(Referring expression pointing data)
○ ○ ○ ○ ○
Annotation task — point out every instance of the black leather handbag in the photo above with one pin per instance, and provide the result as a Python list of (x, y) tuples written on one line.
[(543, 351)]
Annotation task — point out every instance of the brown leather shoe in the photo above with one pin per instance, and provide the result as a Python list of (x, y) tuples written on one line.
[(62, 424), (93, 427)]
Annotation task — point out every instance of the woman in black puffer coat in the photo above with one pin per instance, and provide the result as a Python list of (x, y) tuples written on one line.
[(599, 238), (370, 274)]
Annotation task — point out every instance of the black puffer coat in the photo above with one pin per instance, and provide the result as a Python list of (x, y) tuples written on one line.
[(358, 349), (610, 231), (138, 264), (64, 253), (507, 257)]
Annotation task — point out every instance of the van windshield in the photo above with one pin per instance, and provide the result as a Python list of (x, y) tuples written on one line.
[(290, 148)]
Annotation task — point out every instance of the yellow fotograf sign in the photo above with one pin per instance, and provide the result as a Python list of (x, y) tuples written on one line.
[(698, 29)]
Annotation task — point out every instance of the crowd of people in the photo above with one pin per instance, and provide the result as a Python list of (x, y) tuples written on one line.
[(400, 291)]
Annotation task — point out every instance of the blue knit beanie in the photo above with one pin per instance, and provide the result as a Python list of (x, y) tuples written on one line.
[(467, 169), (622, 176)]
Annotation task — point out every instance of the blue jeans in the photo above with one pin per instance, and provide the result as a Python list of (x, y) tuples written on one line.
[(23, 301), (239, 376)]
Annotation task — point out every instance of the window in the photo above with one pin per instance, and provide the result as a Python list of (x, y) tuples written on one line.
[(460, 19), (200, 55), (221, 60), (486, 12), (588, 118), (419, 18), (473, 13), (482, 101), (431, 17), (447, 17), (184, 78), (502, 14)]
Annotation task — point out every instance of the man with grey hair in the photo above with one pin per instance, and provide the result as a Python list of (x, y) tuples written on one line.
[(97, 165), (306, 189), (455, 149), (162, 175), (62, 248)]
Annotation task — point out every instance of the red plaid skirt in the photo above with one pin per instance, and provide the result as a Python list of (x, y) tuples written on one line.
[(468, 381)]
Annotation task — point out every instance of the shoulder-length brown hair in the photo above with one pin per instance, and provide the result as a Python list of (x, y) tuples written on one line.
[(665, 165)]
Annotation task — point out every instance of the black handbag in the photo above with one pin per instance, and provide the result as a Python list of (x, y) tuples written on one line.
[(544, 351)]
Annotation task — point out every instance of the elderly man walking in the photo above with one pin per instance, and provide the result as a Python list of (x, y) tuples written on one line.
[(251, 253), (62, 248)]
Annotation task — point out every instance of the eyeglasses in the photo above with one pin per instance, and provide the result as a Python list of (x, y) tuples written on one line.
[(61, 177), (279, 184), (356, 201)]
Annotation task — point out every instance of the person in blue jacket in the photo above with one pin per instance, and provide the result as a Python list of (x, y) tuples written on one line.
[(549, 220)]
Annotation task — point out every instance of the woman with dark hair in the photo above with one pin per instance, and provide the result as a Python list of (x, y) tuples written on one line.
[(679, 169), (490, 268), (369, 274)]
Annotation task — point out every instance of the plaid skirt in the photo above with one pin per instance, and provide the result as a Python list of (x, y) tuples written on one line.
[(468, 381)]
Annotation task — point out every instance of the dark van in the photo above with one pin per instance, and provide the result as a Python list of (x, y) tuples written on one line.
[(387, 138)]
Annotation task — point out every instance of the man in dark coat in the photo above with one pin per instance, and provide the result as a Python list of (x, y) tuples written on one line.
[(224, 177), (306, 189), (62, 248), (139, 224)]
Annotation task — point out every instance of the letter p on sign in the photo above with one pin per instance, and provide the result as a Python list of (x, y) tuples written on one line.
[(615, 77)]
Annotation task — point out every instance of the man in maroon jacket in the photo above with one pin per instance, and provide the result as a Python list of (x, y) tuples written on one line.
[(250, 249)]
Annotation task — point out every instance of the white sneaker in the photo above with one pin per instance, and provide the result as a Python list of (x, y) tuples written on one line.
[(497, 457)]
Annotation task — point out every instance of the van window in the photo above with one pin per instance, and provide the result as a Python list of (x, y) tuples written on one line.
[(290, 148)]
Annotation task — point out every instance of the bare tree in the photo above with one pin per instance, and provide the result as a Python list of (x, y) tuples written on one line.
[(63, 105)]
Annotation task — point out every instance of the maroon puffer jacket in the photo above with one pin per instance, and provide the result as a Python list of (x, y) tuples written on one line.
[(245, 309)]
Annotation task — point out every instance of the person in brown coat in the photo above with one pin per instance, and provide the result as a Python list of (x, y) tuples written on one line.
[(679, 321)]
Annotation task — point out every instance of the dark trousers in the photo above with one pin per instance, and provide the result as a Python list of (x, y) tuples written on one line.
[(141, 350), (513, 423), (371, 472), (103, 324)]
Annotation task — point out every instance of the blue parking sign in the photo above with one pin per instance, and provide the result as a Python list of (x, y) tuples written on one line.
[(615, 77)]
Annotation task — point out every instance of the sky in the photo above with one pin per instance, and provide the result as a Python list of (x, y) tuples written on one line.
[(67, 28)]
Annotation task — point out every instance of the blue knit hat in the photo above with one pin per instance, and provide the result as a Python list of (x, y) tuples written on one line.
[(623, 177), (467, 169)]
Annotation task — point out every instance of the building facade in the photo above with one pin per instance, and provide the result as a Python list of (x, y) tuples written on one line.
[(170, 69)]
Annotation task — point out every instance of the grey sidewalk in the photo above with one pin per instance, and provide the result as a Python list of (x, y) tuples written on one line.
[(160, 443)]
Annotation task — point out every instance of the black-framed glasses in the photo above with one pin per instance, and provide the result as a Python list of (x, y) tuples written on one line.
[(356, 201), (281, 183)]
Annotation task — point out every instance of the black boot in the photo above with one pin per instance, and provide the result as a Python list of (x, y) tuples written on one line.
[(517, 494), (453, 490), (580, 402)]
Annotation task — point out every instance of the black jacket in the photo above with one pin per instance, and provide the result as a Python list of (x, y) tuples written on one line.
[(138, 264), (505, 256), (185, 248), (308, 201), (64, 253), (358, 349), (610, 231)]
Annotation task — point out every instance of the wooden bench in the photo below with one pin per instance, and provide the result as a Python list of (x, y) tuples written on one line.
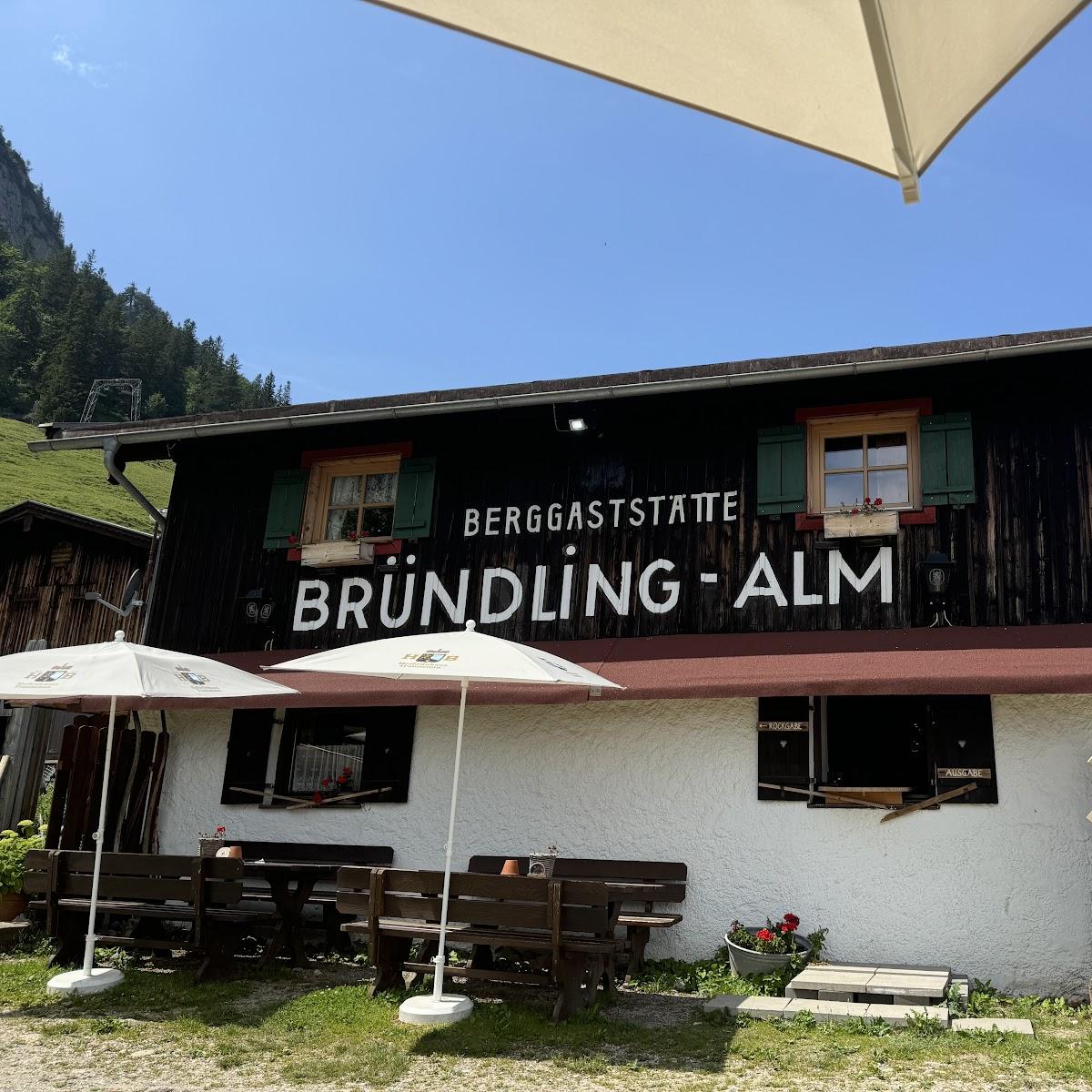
○ ○ ○ ○ ○
◆ **Exercise details**:
Give back every record above word for word; the pictures have no place in it.

◆ **Result below**:
Annotation task — point out every instance of the black leather handbag in the photo above with one pin per instance, and provide the result as a Python list of (x, y) tuples written on one line.
[(543, 351)]
Annotation task — point out every instance of the brown leather shoe in the photo above with one pin per instance, and provide the result as a Python list of (x, y) tuples written on one line.
[(62, 424), (93, 427)]
Annotation task — point out every instance of the woman in black puffer coat in the photo above with one pin per instance, and provide the result as a Python list of (x, y) tuples written on one line.
[(599, 238), (370, 274)]
Annotation task — point out every instance of the black puffer coat in the photo above with one pin per instance, and provide the result as a Python list of (x, y) tuples written on one line.
[(358, 349), (610, 231), (138, 264), (64, 253), (507, 257)]
Annotation task — point out every instance of the van windshield in the photo above with one pin per instance, and provide the result as a Python list of (x, y) tuples written on one line.
[(290, 148)]
Annotation task — point out every instance of the yellow fotograf sign in the photo above with one pin per instance, and provide the result as a Python list of (x, y) tuples written on one line.
[(698, 29)]
Annotation task — point out every instance of the crowd of people in the photo above with one pin per instance, and provide the result as a Python list of (x, y) tuples written on one line.
[(400, 291)]
Annotation task — point out every instance of the blue knit beanie in the photo above with one pin per instance, and provide the result as a Python list of (x, y) tuples written on one line.
[(467, 169), (622, 176)]
Annotation task — point out every instance of the blue jeans in the photo above with one pin per instance, and provide the result as a Python list of (x, y) tuples written on one line.
[(23, 301), (239, 376)]
Annotation task — point out every instance of the window in the photo above with one pin per instance, and provide the result as a Python list of (x, y) tuples written on one line.
[(460, 19), (200, 55), (221, 60), (486, 12), (588, 118), (419, 18), (473, 13), (482, 101), (431, 17), (447, 17), (184, 78), (502, 14)]
Annotation task — point out every instance of the man with grey hair in the photo above with one pin per instance, and provide the result as a Python list of (x, y) tuples written on one line.
[(97, 165), (306, 189), (455, 149), (162, 175), (62, 248)]
Annotation task — point out every instance of the red plaid skirt in the photo above with one pin per instance, and provide the result as a Python list of (x, y) tuples written on one line.
[(468, 381)]
Annotation task — point out every instance of the shoulder-length brown hair in the photo above with one pin per instance, and provide the result as a Python list of (x, y) tuples written on one line.
[(665, 165)]
Annotation task — point out every instance of the black handbag in the photo above with one pin per instance, and provide the result as a Python list of (x, y) tuples written on one line.
[(544, 351)]
Annotation task — point out every instance of the elderly man walking in the photo above with one pin per instance, and provide the result as a Python list of (x, y) tuples written on one line.
[(251, 253), (62, 248)]
Annotation task — point out every instance of the eyeglasses in the photo above with one pin per instance, and provide the result as a Python list of (x, y) tuples written on one line.
[(61, 177), (279, 184), (356, 201)]
Annotation task — point out every instance of the person in blue jacket in the photo above with one pin per instance, and provide the result as a Python list of (x, y) tuples written on one line.
[(549, 220)]
Annotation task — point out every instance of the woman with dark hair in the photo above with one pin per instance, and provide the result as a Python list of (x, y) tuples written on one line.
[(679, 169), (490, 268), (369, 274)]
Annotation task — point out every instance of the plaid skirt in the photo above with one pin per instance, and provide the result as a Python list of (x, y) tuples written on one line.
[(468, 381)]
Annotation task — point out every instance of the dark van in the photo above with one pin per instance, and provide the result as a Python list of (x, y) tuples written on one line.
[(387, 138)]
Annotation task — point out every instance of the man in dark coat in the photo above with one pin per instance, and provide the result as a Python list of (x, y) tuples written on one line.
[(224, 177), (306, 189), (62, 248), (139, 224)]
Annotation task — point out every instance of the letter p on sign in the photo above with one pin per instance, and provide the result as a Python list of (x, y) tuples written on one line.
[(615, 77)]
Annotation task — point out every instance of the man in maroon jacket in the photo above with one pin per instance, and provide the result as a Python list of (x, y) tuples written on one line.
[(250, 249)]
Annotation task — point out every instance of the white sneaker in the photo above with one pin per instance, and provide the result as a Python list of (x, y) tuples written on one line.
[(497, 457)]
Annotation task — point out every instance of the van window in the photo above with one pin per instance, and provide the result as a Python list of (x, y) tuples written on one line.
[(290, 148)]
Annotation task — point out every instance of the bare tree in the photo above with one pin per instance, and provide the result as a Python list of (x, y) tuples written on one line.
[(63, 105)]
Annotation task — point out every instance of the maroon puffer jacket in the photo above with one pin per instance, and provide the result as a Python list of (x, y) tuples written on one line.
[(245, 309)]
Annotation task — point out every instance of the person in brown coat in the photo above with one pin per instance, and provide the result as a Python list of (x, y) tuples written on one line.
[(679, 321)]
Annotation task — point out every instance of the dark trousers in the photo above with one pin per instance, and provide the result as a Python list of (x, y) tuples written on one line.
[(141, 350), (513, 423), (371, 472), (103, 324)]
Annotation task — point out every instance of the blue parking sign in the photo above with one pin per instance, and provide the result as a Python list of (x, y) tuples written on one line.
[(615, 77)]
Annotation task — point out every instance of the sky in the photo above with one pin per instance, and provide the result as a Python list of (x, y) tuples written on one line.
[(67, 28)]
Annotation task — point out every instance of the blue knit hat in the photo above with one pin per instance, and provide the result as a Python list of (x, y) tuples written on one line.
[(623, 177), (467, 169)]
Annotation task — point out every instance of the building facade in the photo above with one pin per instance, and provide the result as a Python list of (x, y) tuples written on one line.
[(170, 69)]
Annotation task — point out every instance of the grey sidewalk in the photo above with one pin per instance, and provide the result as a Python list of (x, y) tuples written on one line.
[(160, 443)]
Annotation task — point out every instance of the black-framed glasses in the photo above with one pin per instance, and provide the result as a Python list of (x, y) tuples written on one line.
[(356, 201), (281, 183)]
Annotation task — point out every instance of the black boot in the photo above with one pin per instance, and provide the result as a Python list of (x, y) tuples written on one line.
[(517, 494), (453, 490), (580, 402)]
Annotation task — point out every instance of the black jacket in the photo above with one pin per instance, and provide the result as a Python list of (x, y) tuples written on one line.
[(138, 264), (505, 256), (185, 248), (308, 201), (64, 253), (358, 349), (610, 231)]
Annotation task — point out every instance of the wooden bench in the photo below with one pin per instance, and provide the result as a Python list of (x, y) tuples written on one line.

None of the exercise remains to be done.